**抜き出した文章**
高度1万メートル以上を時速800kmで巡航中の旅客機を同じ目線の高さで見ることは普通はまず不可能なことですが、「宇宙のへり」を目指してフワフワと上昇を続ける気象観測用の気球が衝突寸前といえる近さに接近し、さらにはGoProでその様子をつぶさに撮影成功した映像が公開されています。

EXTREME Airbus A319 flyby captured by GoPro on a High Altitude Weather Balloon - YouTube


この映像は、高高度バルーンを打ち上げている「Overlook Horizon」のTory Carissimoさんが飛ばした気象観測用の気球に搭載されたGoProが撮影したもの。ニューヨークに拠点を置くOverlook Horizonは複数のバルーン打ち上げプログラムを進めており、今回はニューヨーク州ニューアークの広場から「OLHZN-5 Continuity」と名付けられた気球が打ち上げられています。


ムービーはすでに気球が高度3万7300フィート(約1万1400メートル)あたりを上昇中のシーンからスタート。右下に表示されている気温がすでにマイナス40度を下回っており、大気圧および酸素濃度も低すぎて生身の人間では1分と生存できない環境になっています。


上空の風に揺られてめまぐるしく向きを変えるカメラの視界に、何やら白い線が見え始めました。


白く見えていたのは、旅客機のエンジンから伸びるコントレイル(飛行機雲)。ボストン発デトロイト行きのデルタ航空159便・エアバスA319型機が巡航速度で気球めがけて突進してきます。


デルタ159便は高度3万8000フィート(約1万1600メートル)を速度402ノット(約750km/h)で巡航中。ニューヨーク州ニューアークは、五大湖の1つ・オンタリオ湖にほど近い場所に位置しており、ボストンとデトロイトのちょうど中間地点にあるため、デルタ159便は上空を順調に巡航まっただ中という瞬間のはず。


ユラユラと揺れる気球。ムービーには気球の音声が録音されており、「ゴー」という風の中にジェットエンジンらしき音が聞こえはじめたと思ったら……


突如、画面に猛スピードで飛ぶデルタ159便のエアバスA319型機がアップでフレームイン。このとき、気球の高度は3万7575フィート(約1万1450メートル)を示しており、旅客機と気球の高度差はわずか150メートルほどしかないことがわかります。

**やること**
気球と旅客機についての文章のうち、「デルタ159便は高度3万80」で始まり「どしかないことがわかります。」まで続く部分を、一字も変えずに書き写してください。

**元の行**
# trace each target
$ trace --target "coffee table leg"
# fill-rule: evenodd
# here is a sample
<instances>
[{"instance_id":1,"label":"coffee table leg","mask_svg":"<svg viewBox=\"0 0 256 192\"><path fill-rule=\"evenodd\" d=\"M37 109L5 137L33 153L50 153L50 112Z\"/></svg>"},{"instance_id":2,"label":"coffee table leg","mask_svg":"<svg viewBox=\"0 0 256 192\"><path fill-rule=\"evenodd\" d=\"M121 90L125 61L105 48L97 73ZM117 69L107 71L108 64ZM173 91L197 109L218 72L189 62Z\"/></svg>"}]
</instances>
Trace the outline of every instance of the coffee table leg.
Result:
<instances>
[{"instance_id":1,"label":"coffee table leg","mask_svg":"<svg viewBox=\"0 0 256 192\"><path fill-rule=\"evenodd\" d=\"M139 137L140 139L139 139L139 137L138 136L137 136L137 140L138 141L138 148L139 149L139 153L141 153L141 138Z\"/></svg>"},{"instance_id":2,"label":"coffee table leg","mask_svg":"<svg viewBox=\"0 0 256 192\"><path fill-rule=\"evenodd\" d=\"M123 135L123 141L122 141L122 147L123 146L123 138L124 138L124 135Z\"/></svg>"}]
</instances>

**回答**
デルタ159便は高度3万8000フィート(約1万1600メートル)を速度402ノット(約750km/h)で巡航中。ニューヨーク州ニューアークは、五大湖の1つ・オンタリオ湖にほど近い場所に位置しており、ボストンとデトロイトのちょうど中間地点にあるため、デルタ159便は上空を順調に巡航まっただ中という瞬間のはず。


ユラユラと揺れる気球。ムービーには気球の音声が録音されており、「ゴー」という風の中にジェットエンジンらしき音が聞こえはじめたと思ったら……


突如、画面に猛スピードで飛ぶデルタ159便のエアバスA319型機がアップでフレームイン。このとき、気球の高度は3万7575フィート(約1万1450メートル)を示しており、旅客機と気球の高度差はわずか150メートルほどしかないことがわかります。